*Aufgabe*: Führe den Text über deutsche Waffenexporte im Anschluss an seinen letzten Satz weiter.

*Vorgegebener Text*:
Wir in der Aufschrei-Kampagne haben mittlerweile zwei Strafanzeigen gestellt, gleichsam über den Tübinger Rechtsanwalt Holger Rothbauer: gegen H&K wegen des Verdachts illegaler G36-Exporte nach Libyen. Und – ganz aktuell – gegen Carl Walther in Ulm wegen des Verdachts illegaler P-99-Pistolenexporte nach Kolumbien. Wir sind nicht länger gewillt, die Machenschaften der Rüstungsindustrie ohne juristische Gegenwehr hinzunehmen.

Deutsche Kriegswaffen wurden bzw. werden nicht nur im türkisch-kurdischen Bürgerkrieg, im kolumbianischen Bürgerkrieg sowie im mexikanischen Drogenkrieg eingesetzt – sondern auch in den Kriegen im ehemaligen Jugoslawien, im Irak, in Afghanistan und in Libyen.

Wir protestieren heute nicht an einem x-beliebigen Ort. Wir protestieren vor dem Reichstag, in Sichtweite des Bundeskanzleramts. Im Bundeskanzleramt bewilligt der geheim tagende Bundessicherheitsrat unter Führung von Bundeskanzlerin Angela Merkel Kriegswaffenexporte an kriegführende und menschenrechtsverletzende Staaten.

Mit ihrer Genehmigung des Exports von Kriegswaffen in Krisen- und Kriegsgebieten machten und machen sich Bundesregierungen mitschuldig am Morden – und im Fall der Kleinwaffen – am Massenmorden mit deutschen Kriegswaffen. Und Deutschland macht sich mitschuldig an der Schaffung der Fluchtgründe für Tausende, wenn nicht Millionen von Menschen.

Waffenexporte produzieren Flüchtlinge. Aus diesem Grund fordern wir seitens der Aufschrei-Kampagne von der Bundesregierung: Öffnen Sie die Grenzen für Flüchtlinge – und schließen Sie endlich die Grenzen für Waffen!

*Vorgegebene Zeilen*:
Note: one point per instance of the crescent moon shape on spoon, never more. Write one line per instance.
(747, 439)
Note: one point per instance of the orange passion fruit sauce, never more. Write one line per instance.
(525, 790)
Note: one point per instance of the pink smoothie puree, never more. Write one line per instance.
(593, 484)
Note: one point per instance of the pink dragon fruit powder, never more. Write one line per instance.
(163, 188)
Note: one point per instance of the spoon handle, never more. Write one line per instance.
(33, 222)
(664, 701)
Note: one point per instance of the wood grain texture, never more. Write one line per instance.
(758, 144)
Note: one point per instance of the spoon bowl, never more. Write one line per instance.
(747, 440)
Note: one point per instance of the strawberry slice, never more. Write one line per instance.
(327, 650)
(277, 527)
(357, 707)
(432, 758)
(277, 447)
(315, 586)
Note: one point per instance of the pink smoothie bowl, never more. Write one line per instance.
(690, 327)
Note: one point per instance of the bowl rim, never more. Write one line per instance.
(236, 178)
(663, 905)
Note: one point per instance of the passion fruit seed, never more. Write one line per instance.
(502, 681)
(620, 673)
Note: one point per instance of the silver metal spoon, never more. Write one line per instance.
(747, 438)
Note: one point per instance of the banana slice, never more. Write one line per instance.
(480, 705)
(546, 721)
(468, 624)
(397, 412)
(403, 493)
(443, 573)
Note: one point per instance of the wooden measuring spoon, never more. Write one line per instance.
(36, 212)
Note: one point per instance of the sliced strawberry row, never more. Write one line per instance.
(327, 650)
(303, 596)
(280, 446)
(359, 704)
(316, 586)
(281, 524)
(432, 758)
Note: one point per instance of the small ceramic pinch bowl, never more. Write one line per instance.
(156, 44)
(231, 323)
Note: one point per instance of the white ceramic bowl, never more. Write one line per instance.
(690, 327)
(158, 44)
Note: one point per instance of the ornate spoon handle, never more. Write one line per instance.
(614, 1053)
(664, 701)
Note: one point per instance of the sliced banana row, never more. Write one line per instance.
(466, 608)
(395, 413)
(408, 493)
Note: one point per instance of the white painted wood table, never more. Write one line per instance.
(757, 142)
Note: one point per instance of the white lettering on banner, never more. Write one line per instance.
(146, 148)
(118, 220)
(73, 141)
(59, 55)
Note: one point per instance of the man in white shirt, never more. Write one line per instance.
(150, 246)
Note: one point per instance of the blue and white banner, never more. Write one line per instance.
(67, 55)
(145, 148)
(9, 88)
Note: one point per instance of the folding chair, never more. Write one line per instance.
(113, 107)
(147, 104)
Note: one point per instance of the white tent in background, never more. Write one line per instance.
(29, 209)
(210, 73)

*Übungsergebnis*:
Waffenlobby stoppen – das Ziel ist mehr als hundert Jahre alt

Deutsche Rüstungsexporte – 1914-2014

von Christine Hoffmann, pax-christi-Generalsekretärin und Sprecherin der „Aktion Aufschrei – Stoppt den Waffenhandel!“

Im Jahr 2014 gibt es zu der Notwendigkeit, den politischen Druck gegen die steigenden Rüstungsexporte aus Deutschland als weltweit drittgrößtem Waffenhändler zu erhöhen, auch noch den historischen Kontext. Vor und im 1. Weltkrieg haben deutsche Rüstungsschmieden bereits Strategien angewandt, mit denen wir uns auch heute noch konfrontiert sehen: Gegner werden beide beliefert – aus Deutschland zum Beispiel Anfang des Jahrhunderts Preußen und England, heute Israel und Saudi Arabien, Griechenland und die Türkei. Lizenzen zum Nachbau deutscher Waffentechnologie wurden ins Ausland verkauft, es wurde Bakschisch gezahlt und das Wettrüsten wurde angeheizt, indem ein Land gegen das andere ausgespielt wurde.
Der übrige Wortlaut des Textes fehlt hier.